### Stated problem
Count how many rows below contain the word "green" and reply with only that number.

### Items
____________
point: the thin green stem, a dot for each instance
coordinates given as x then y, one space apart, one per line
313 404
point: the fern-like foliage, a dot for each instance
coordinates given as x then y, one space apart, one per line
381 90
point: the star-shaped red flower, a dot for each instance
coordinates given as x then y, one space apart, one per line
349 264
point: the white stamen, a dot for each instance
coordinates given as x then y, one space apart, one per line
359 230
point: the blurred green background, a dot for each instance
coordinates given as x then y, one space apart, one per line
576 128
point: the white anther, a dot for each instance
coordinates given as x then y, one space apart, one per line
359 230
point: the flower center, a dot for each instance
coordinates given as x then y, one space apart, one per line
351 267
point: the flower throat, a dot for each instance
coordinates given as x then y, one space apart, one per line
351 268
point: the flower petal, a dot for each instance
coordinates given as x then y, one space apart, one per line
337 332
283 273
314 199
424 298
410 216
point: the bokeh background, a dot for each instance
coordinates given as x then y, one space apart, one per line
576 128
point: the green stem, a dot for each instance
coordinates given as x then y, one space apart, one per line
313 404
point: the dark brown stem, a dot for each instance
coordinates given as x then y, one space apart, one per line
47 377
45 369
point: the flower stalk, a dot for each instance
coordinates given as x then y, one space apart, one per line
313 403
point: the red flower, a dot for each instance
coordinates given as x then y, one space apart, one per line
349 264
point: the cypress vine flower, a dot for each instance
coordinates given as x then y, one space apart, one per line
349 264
____________
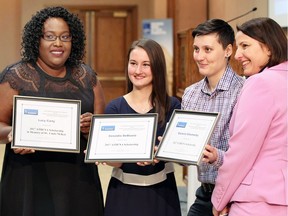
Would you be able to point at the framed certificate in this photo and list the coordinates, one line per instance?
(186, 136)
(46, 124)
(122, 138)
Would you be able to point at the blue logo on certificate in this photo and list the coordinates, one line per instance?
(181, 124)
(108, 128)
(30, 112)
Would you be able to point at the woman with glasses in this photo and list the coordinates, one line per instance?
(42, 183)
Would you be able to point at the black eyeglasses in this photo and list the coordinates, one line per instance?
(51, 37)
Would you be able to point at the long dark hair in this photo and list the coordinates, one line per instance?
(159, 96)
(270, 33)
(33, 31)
____________
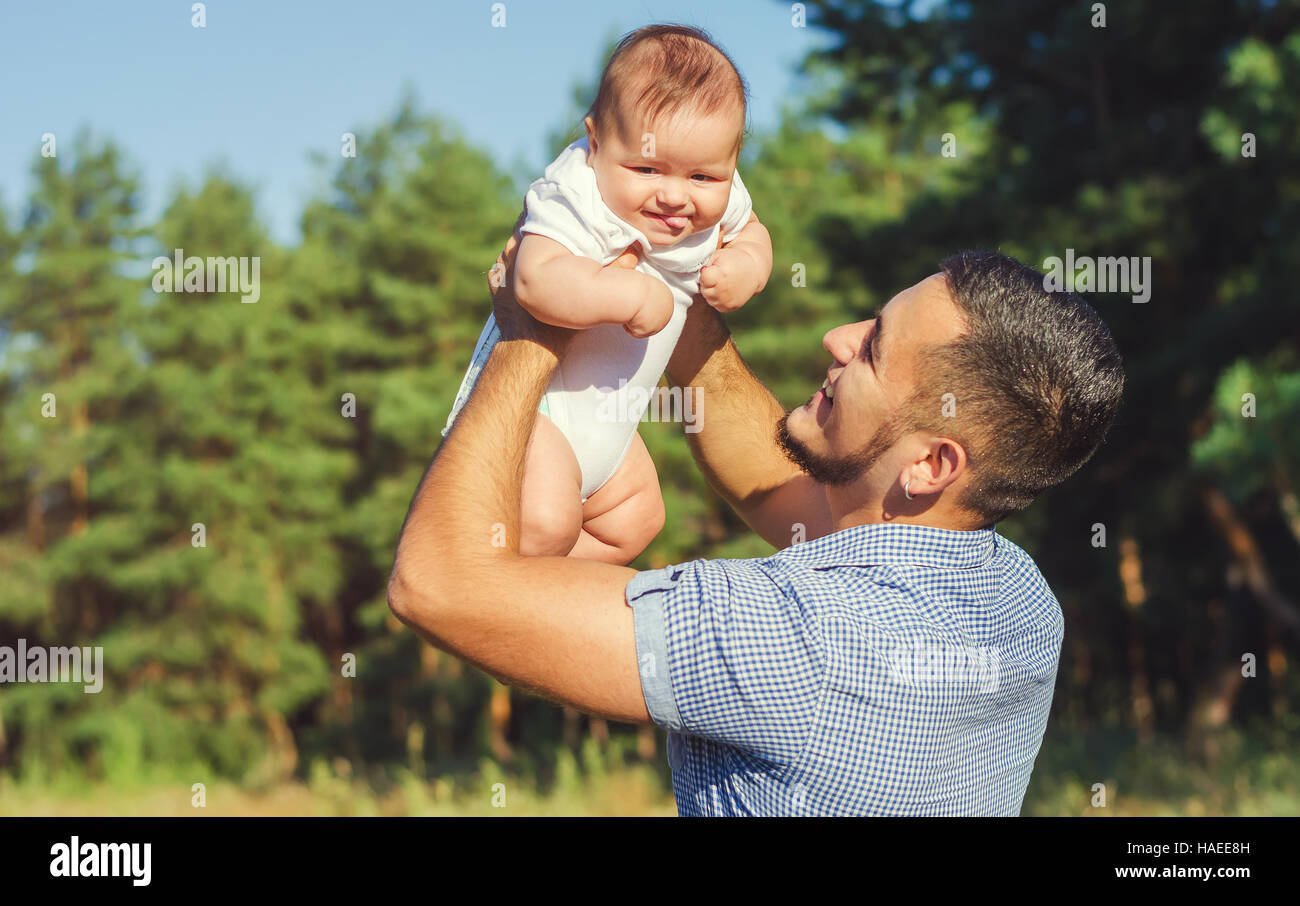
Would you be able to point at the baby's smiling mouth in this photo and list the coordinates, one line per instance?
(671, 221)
____________
### Solution to this task
3